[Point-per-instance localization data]

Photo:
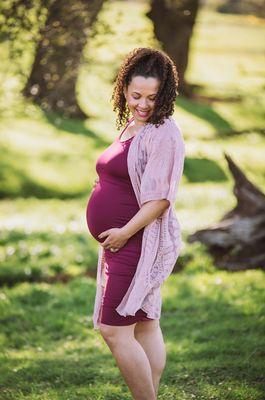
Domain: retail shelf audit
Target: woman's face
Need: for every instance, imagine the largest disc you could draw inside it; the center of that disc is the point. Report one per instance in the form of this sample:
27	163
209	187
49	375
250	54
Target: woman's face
140	96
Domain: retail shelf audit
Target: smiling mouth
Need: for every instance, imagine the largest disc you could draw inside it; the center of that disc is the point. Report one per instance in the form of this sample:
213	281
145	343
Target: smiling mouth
142	113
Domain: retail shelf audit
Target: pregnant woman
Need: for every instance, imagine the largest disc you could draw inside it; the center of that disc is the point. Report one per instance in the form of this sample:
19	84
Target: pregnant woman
131	214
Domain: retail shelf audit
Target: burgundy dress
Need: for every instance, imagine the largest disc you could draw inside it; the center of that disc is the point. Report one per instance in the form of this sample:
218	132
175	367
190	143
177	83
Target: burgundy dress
111	205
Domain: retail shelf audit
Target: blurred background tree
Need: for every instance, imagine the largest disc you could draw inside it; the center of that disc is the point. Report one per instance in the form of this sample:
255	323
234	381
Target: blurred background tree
61	39
173	25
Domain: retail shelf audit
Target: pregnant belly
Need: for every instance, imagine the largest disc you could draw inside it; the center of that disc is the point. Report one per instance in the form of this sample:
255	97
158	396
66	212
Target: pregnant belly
109	207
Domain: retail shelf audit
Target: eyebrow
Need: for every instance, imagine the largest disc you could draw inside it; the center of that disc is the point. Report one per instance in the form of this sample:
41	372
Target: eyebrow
149	94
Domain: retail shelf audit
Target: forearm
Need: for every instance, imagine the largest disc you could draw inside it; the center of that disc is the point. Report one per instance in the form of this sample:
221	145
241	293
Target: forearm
147	213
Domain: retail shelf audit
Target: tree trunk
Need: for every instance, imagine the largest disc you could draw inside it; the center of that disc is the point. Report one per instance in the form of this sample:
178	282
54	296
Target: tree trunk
52	81
173	25
237	242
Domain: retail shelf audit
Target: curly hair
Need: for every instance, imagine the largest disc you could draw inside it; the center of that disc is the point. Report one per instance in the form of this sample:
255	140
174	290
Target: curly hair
147	62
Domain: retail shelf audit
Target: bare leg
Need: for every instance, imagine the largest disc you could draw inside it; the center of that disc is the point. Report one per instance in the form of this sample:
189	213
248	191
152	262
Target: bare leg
131	360
149	335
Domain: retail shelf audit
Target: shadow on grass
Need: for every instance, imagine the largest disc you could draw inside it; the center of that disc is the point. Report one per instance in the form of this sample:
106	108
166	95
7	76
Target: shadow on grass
203	170
46	257
206	113
214	345
212	342
76	127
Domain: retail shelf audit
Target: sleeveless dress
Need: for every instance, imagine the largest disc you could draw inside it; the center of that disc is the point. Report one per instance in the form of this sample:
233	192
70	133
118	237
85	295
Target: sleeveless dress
111	205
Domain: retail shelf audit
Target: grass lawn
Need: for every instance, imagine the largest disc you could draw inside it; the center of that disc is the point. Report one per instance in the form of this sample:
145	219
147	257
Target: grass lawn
212	320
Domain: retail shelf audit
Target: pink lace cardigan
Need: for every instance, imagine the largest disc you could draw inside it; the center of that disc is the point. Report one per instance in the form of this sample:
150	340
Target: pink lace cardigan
155	165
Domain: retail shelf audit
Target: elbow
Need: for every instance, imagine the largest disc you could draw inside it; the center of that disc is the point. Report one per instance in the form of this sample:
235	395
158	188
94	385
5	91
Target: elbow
164	206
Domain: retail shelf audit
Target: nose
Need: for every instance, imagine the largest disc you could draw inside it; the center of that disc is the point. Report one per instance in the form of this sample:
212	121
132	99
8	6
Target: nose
143	104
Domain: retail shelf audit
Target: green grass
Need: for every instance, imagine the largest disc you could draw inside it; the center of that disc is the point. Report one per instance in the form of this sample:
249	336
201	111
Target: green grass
211	319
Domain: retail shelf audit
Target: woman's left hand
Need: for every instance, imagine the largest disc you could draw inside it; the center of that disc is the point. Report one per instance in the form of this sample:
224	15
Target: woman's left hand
115	238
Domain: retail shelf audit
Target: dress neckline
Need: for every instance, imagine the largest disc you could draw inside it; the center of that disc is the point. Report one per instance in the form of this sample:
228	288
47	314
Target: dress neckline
123	141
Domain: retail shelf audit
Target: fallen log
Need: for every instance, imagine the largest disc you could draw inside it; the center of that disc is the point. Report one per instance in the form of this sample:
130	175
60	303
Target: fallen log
237	241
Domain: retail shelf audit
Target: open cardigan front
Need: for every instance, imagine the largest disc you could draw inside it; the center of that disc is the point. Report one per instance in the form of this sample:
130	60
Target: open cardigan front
155	165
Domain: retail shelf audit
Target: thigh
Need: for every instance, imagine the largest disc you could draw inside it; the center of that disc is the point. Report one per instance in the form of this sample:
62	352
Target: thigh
146	326
111	331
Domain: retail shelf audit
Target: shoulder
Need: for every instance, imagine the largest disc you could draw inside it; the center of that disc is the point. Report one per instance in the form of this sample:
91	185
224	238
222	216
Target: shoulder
168	131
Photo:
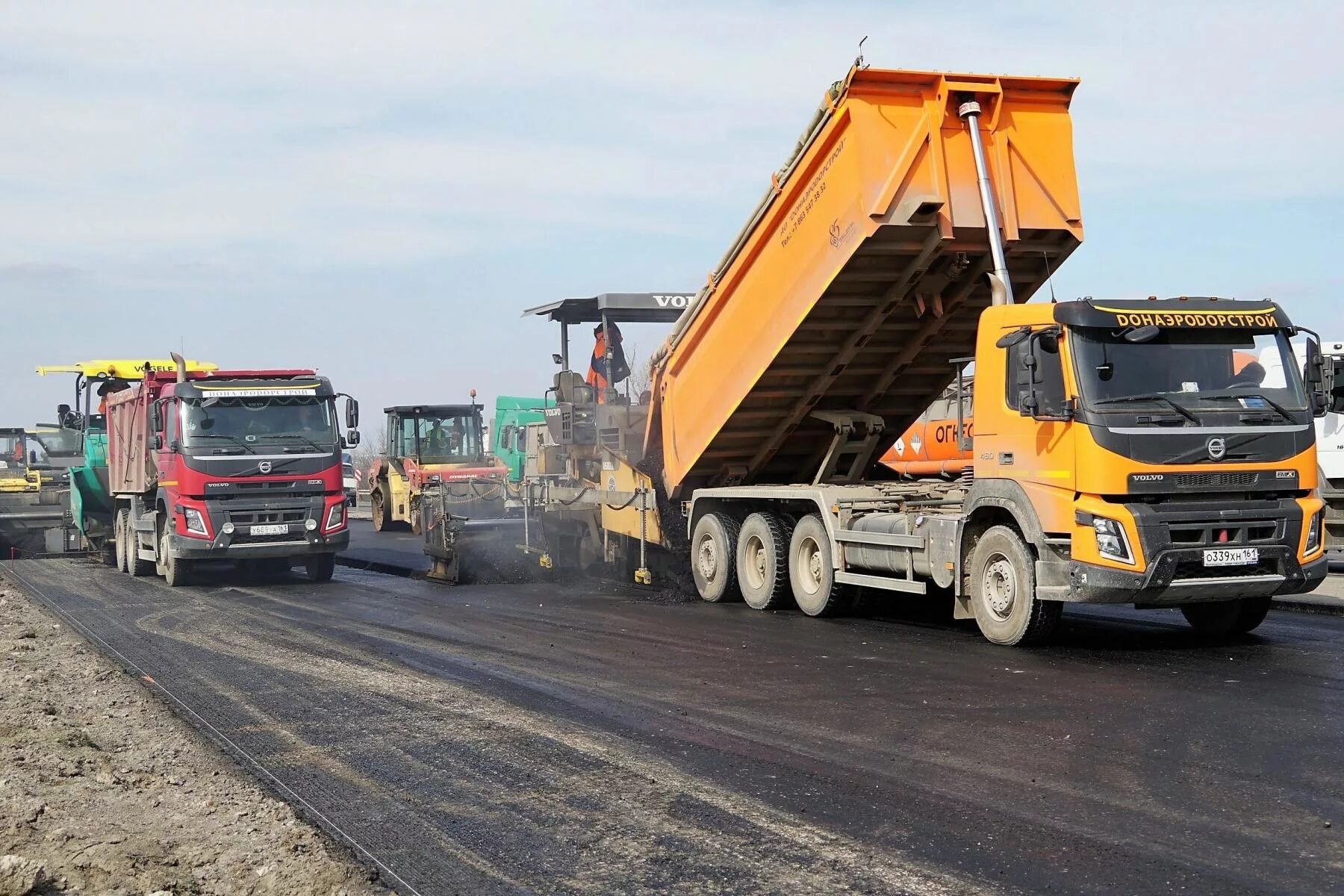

## Task instructions
Your answer must be the full set of entries, set down exactly and without pictures.

## Task solution
Photo:
Domain: retail shelf audit
Target: woman's face
Need: for every instance, imagine the largest disc you could draw inside it; the center of that disc is the point. Report one per instance in the form of this sample:
27	163
209	187
49	375
250	54
Target: woman's face
140	96
Domain: retail shelf audit
Target: smiling mouth
Need: for every instance, imagine the largest disc you could draw inside it; the center of that disc is the point. Report one per instance in the form of this sample:
213	281
145	343
Target: smiling mouth
142	113
Domain: retail shelf audit
Target: pregnant woman
Need: for every instance, imagine the largest disc you could draw inside it; the center of that disc is the point. Report one per instance in the form of this sample:
19	84
Target: pregnant woman
131	214
Domain: retail shelf audit
Target: burgundy dress
Need: for every instance, imagine the largest disc you could draw inside it; the center of that disc is the point. Report one per instance in the form of this sample:
218	132
175	367
190	143
177	83
Target: burgundy dress
111	205
Domain: retail shelf audit
Target: blurred background tree
Need: for every instance, imagine the largest disc you could draw inside it; the center of that disc is the point. Report one per instance in the form of this sample:
255	323
234	381
Target: blurred background tree
61	39
173	25
Domain: retail shelf audit
Target: pregnant belly
Need: for every instance, imagine the largest disc you could draw inside it; the center of that disc is the point. Report one per instance in the form of this sample:
255	97
158	396
66	212
Target: pregnant belly
109	207
Domain: retail shelf audit
Target: eyebrow
Need: for every instance, imagine the largest disc you could draw inside it; the center of that disc is the point. Report one per instance in the form of this sample:
41	372
Target: eyebrow
149	94
Domain: retail shelf audit
Target: forearm
Need: for every instance, imagine the largest disc you could draw inside it; the center of that disc is the point. Report one per instance in the form of this sample:
221	145
241	293
Target: forearm
147	213
Domain: retail shelf audit
Target: tree trunk
Need: for every instance, imagine the largest disc you could draw inside it; the center of that disc is the point. Report one per instance in the form of this sample:
178	282
54	296
Target: tree trunk
52	81
173	25
237	242
Domain: retail shelf audit
Target: curly hair
Need: for every instance, imagine the largest disc you could draw inside it; the center of that disc is the point. Report one per instance in the form of this sample:
255	140
174	290
Target: curly hair
147	62
Domain: retail shelf audit
Target: bare leg
Need: for every instance, imagine the largest disc you could draw inside it; the center of that disc is the point. Report one per instance in the form of this sample:
189	213
248	191
152	262
Target: bare leg
131	360
149	335
Domain: retail shelf audit
Target: shadow on grass
Need: for every instance, imagine the largest disc you could draw inside it; the center of that disc is the point. Report one per instance in the form of this sample:
106	108
166	95
7	76
Target: shadow on grass
203	170
46	257
206	113
214	345
212	342
76	127
Domain: retail shelf audit
Target: sleeveless dress
Need: for every instance, imagine the largest disc you could draw inside it; the center of that disc is the point. Report one per instance in the form of this sample:
233	192
70	133
118	237
85	295
Target: sleeveless dress
111	205
Domain: retail shelf audit
Target: grass lawn
Need: for every instance, imagine the largest disc you could draw inside it; the center of that disc is the point. Report one per instance in the form of this sample:
145	219
147	257
Target: grass lawn
212	320
Domain: retail shelf audit
Target: pink lace cardigan
Need: for every instance, imagine the largest disc you could draw inside it; the center of that disc is the point. Report one per instance in the form of this sample:
150	340
Target: pink lace cardigan
155	165
Domain: retail shelf audit
Target: elbow
Need: for every instance, imagine the largest disc you could draw inside it; the center of that disc is the point. Report one per instance in the form of this sample:
235	395
158	188
94	385
5	91
Target: elbow
164	206
Domain: retail shelf audit
Target: nose
Need: for every instance, imagine the largest disc you could draw inside it; the center of that disc is the point. Report one per instance in the form of this sample:
212	121
132	99
8	6
Target: nose
143	104
Domain: retail shelf audit
Target: green grass
Need: for every instance, imagine the largest disc you could draw inside it; the center of that disc is the point. Report one per instance in the form of this sample:
249	336
201	111
Target: green grass
211	319
Domain: retail shelf audit
Target: woman's left hand
Need: for every instance, imagine the largest disc you could draw inside it; the center of that disc is the point. Report one per instance in the form of this sample:
224	15
Target: woman's left hand
115	238
Domain: retail shelf audit
Target: dress neckline
Need: for every instance, imagine the largest disc you could draw inside it; the center of that disc is the point. Report one per instance in the form of this sample:
228	288
47	314
Target: dress neckline
123	141
Domain: retail shelf audit
Target: fallen log
Need: for every instance, imagine the largest disc you could draw inside it; the center of that disc is the point. Report one per instance in the form of this sample:
130	175
60	303
Target: fallen log
237	241
Domain: retail shelf audit
Target: open cardigan front
Need: for every instance, imagine the largest disc you could draw inside it; the center of that disc is the point. Report one per instance in the form of this sample:
130	60
Target: open cardigan front
155	165
Domain: retail shelf audit
Target: thigh
Need: for every instance, imagine the largest disc you could draw inside it; the center of that disc is the point. Report one per instance in the form of this sample:
62	352
Target: thigh
146	326
111	331
Domain: retail shelf audit
Target: shoulder
Need: for every instance, imagine the largest disc you could draw inside it; the center of that disc is the point. Report one per instance in the form of this sample:
91	185
224	238
222	216
Target: shoulder
168	131
Photo:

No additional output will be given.